* START *

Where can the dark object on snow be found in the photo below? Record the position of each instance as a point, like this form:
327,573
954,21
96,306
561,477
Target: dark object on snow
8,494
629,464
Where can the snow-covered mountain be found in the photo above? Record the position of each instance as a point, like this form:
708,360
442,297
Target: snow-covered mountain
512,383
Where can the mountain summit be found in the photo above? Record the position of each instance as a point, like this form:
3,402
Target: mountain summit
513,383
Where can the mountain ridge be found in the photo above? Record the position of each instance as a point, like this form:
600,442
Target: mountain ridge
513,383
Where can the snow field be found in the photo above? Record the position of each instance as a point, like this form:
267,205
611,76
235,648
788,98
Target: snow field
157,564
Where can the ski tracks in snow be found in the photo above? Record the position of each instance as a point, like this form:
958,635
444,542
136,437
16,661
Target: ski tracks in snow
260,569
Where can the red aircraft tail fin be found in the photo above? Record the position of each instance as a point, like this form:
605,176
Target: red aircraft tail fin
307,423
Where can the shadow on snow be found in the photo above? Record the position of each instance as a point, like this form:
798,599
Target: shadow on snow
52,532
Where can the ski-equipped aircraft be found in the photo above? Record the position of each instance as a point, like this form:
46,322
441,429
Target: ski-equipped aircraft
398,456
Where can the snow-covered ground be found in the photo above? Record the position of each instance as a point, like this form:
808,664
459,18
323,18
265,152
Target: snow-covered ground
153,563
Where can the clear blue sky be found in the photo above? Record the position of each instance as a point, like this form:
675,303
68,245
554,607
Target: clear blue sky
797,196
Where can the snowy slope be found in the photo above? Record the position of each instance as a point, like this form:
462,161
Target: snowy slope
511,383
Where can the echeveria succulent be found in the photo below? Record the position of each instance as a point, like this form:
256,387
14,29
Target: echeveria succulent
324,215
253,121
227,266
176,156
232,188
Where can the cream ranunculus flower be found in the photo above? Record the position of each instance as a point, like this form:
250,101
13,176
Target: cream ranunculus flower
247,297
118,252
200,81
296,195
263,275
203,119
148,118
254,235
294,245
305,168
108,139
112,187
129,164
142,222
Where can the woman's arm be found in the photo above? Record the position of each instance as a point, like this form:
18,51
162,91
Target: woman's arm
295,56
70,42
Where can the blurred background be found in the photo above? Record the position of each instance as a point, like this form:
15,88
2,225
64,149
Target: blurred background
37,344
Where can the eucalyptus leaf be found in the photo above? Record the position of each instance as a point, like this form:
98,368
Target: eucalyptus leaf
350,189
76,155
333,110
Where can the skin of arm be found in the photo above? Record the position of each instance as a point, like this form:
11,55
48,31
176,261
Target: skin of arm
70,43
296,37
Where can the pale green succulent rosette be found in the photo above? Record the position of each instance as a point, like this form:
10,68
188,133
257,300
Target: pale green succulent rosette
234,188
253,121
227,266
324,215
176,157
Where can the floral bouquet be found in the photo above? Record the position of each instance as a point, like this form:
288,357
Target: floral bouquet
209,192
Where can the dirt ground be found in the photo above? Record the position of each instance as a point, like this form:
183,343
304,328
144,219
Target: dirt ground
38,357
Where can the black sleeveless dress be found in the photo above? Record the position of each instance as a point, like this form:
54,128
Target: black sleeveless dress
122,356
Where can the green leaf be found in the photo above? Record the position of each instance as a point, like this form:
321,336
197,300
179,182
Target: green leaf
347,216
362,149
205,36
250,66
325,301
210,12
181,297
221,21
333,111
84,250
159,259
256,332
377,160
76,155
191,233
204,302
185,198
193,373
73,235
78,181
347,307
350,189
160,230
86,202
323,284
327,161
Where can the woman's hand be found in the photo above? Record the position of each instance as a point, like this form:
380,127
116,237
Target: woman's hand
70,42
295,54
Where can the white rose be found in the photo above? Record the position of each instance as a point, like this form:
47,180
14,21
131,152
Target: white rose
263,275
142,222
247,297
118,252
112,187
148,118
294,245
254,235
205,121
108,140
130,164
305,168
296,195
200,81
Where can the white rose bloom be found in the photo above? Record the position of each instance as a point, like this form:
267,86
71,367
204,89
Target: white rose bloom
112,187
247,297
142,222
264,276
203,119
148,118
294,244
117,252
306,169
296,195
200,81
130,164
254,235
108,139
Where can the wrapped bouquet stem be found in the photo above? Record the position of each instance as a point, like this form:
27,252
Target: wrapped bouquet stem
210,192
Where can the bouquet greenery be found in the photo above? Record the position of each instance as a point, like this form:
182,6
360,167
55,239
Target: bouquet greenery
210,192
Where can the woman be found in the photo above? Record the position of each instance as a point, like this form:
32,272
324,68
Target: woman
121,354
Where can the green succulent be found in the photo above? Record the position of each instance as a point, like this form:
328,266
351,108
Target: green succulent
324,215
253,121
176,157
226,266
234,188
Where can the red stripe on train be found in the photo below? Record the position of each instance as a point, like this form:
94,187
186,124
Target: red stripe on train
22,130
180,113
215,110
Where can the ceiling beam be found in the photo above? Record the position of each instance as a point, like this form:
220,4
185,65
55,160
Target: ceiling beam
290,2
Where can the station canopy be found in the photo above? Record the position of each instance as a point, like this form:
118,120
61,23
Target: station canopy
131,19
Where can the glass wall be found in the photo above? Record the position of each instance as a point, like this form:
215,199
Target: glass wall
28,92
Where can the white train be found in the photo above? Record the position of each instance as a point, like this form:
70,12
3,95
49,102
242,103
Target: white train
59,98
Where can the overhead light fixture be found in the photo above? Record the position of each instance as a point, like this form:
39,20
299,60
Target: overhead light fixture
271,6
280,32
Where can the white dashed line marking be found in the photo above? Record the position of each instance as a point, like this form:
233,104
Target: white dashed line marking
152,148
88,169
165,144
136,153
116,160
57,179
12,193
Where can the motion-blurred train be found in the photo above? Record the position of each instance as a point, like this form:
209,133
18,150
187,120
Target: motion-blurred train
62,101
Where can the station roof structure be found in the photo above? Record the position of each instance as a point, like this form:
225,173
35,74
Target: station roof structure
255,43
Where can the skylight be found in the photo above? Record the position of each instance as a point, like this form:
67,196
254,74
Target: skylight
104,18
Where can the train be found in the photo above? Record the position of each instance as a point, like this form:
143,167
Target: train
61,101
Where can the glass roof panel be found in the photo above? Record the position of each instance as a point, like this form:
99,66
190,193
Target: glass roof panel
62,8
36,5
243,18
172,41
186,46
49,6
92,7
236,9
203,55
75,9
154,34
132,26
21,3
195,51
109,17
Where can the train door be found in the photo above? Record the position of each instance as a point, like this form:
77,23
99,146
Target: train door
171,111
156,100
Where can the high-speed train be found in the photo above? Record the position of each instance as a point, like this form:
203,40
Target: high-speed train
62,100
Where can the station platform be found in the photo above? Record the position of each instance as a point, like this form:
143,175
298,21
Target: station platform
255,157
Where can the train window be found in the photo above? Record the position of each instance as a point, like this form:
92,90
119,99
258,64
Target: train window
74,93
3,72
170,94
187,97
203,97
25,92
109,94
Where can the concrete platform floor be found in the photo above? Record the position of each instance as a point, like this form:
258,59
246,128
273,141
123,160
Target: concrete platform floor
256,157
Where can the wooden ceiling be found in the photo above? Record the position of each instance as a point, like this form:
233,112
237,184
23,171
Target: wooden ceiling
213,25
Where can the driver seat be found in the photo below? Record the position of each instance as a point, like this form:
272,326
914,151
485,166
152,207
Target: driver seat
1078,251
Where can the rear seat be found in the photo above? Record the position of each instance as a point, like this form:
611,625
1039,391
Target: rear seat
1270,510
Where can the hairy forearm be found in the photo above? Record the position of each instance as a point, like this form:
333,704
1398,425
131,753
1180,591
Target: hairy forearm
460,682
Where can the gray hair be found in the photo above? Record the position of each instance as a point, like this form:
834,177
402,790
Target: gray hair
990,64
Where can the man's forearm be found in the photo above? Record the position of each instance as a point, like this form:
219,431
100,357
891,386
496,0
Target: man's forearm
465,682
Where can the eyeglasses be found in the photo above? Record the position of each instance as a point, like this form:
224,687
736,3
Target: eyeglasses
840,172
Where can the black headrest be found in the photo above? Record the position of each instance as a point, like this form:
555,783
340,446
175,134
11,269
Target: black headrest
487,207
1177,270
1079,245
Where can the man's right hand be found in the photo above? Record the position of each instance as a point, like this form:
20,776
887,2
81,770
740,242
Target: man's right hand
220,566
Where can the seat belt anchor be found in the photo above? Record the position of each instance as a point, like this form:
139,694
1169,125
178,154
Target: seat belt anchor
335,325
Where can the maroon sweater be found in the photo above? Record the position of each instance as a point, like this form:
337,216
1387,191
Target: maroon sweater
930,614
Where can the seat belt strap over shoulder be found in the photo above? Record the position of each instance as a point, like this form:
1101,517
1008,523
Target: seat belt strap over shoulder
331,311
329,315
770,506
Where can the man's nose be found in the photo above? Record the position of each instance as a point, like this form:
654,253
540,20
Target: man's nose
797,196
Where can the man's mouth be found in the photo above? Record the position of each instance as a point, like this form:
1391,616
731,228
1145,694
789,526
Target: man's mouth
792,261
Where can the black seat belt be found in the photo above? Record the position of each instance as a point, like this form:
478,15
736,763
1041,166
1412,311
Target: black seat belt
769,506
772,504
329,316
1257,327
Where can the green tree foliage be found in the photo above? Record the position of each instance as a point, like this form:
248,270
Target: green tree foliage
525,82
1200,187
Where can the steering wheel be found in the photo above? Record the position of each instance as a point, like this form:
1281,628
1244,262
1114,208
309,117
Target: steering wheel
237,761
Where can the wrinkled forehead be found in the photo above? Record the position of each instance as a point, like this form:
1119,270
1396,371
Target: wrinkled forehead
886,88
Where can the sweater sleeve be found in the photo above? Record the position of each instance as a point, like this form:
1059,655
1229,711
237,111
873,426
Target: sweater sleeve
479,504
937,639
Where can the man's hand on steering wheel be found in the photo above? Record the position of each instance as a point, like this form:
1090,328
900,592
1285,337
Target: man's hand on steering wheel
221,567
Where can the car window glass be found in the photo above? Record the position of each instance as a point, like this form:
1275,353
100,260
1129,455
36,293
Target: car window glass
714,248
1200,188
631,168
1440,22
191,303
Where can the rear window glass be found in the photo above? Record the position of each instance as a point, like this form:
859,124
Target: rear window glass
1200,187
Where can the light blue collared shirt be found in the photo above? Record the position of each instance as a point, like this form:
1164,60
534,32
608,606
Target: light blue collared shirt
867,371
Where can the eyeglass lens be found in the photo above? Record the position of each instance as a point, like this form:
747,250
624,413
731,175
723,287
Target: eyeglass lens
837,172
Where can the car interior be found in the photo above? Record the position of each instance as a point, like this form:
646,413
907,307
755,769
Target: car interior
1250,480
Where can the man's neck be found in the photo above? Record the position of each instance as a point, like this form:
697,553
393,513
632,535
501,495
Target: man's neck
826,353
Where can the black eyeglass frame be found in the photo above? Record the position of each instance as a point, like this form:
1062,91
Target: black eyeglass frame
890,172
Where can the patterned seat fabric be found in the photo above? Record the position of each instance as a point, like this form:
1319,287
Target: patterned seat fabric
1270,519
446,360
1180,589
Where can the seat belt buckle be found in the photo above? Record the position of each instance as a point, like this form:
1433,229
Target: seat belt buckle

* END *

■ **Aim**
Repeat only the lines from the one holding "Where can the man's hand" through the last line of the data.

■ **Full output**
Where can the man's hand on steering wheel be found in the photo above? Record the position of each instance as a point, like this form:
1090,328
900,592
1285,337
Target: man's hand on steering wheel
221,567
Where can the car window glass be found in the photo above? Record the position of each instance as a point, like this form:
1275,353
100,260
1129,455
36,293
Target: car window glass
714,248
1200,188
631,168
1440,22
191,303
Where can the rear window glass be found in the photo above? Record the position of each instance as a point, like this form:
859,124
Target: rear window glass
1200,187
Where can the light blue collared shirt be found in the photo above? Record the position of each instance as a point, like this form:
1164,60
534,32
608,606
Target: light blue collared shirt
867,371
Where can the eyeglass lens be found in the photo above? Record the position of each instance as a point, like this form:
747,250
624,413
731,175
723,287
Target: eyeglass lens
837,172
Where can the car interior be found in the photo above? Record the position of each instance as a point, like this form:
646,413
907,307
755,769
Target: car interior
1250,480
Where can the man's neck be found in the photo above? Record the position of each instance as a point, like this form:
697,553
393,513
632,535
501,495
Target: man's neck
826,353
Where can the black eyeglass frame be found in the photo above? Record the position of each instance as a point, like this form:
1062,91
Target: black eyeglass frame
890,172
Where can the patterned seat fabric be found in the photo above? Record the position of each instance as a point, like this form:
1319,287
Target: patterned seat fabric
1270,519
446,360
1180,589
Where can the seat belt buckle be found in the photo above? Record the position of each instance as a point, like this form:
1433,229
Target: seat belt buckle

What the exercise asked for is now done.